Remove lines containing 2 or more duplicate strings

martinsmith · January 18, 2016, 5:22am

Within my text file i have several thousand lines of text with some lines containing duplicate strings/words. I would like to entirely remove those lines which contain the duplicate strings.

Eg;

One and a Two
Unix.com is the Best
This as a Line Line
Example duplicate sentence with the word duplicate

Output;

One and a Two
Unix.com is the Best

The letter case doesn't matter.

Much Thanks as always for your help

RudiC · January 18, 2016, 5:43am

From what length is a "string" a string? Is "a" a string?

---------- Post updated at 11:40 ---------- Previous update was at 11:40 ----------

Does case matter?

........

• **Required work**:
a. In the forum thread, how many lines of text does martinsmith say the file has?
b. In the forum thread, list every sample line martinsmith gives as input before showing the output.
c. Write the next part of the forum thread about removing lines with duplicate words, picking up right after its last post.
The material after this forum thread isn't needed for anything here.

• **Data provided**:
........

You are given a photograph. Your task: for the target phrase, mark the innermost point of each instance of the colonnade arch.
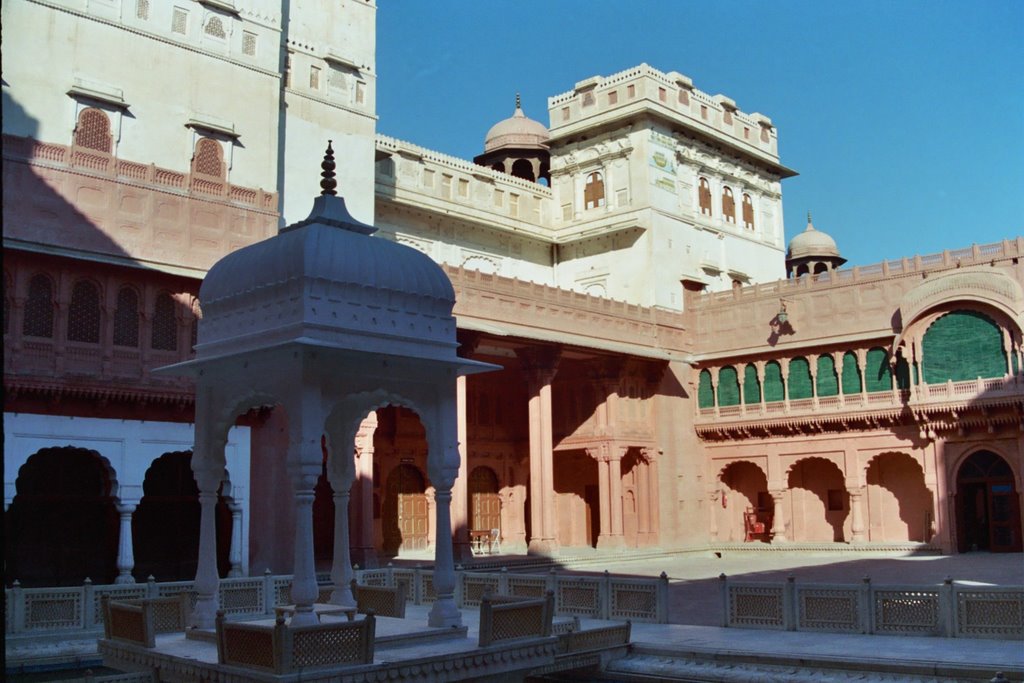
(61, 526)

........

• **Solved problems**:
a. Several thousand lines.

b.
- One and a Two
- Unix.com is the Best
- This as a Line Line
- Example duplicate sentence with the word duplicate

c.
---------- Post updated at 11:43 ---------- Previous update was at 11:40 ----------

As a starting point:

awk '{for (i=1; i<=NF; i++) for (j=i+1; j<=NF; j++) if ($i == $j) next}1' file
One and a Two
Unix.com is the Best

RavinderSingh13 · January 18, 2016, 5:49am

Hello martinsmith,

Could you please try this and let me know if this helps. I am ignoring case sensitivity here so it will match all kind of same words either they are in capital or small letters.
So let's say following is the Input_file:

One and a Two
Unix.com is the Best
This as a Line Line
Example duplicate sentence with the word DUPLICATE
UNIX is very good GOOD

Now following is the code for same.

awk 'BEGIN{IGNORECASE = 1} {for(i=1;i<=NF;i++){for(j=1;j<=NF;j++){if($j==$i){A[$i]++;}};if(A[$i]>1){for(i in A){delete A;next}}};print;for(i in A){delete A}}'  Input_file

Output will be as follows.

One and a Two
Unix.com is the Best

Thanks,
R. Singh

martinsmith · January 18, 2016, 5:58am

rudic:

From what length is a "string" a string? Is "a" a string?

---------- Post updated at 11:40 ---------- Previous update was at 11:40 ----------

Does case matter?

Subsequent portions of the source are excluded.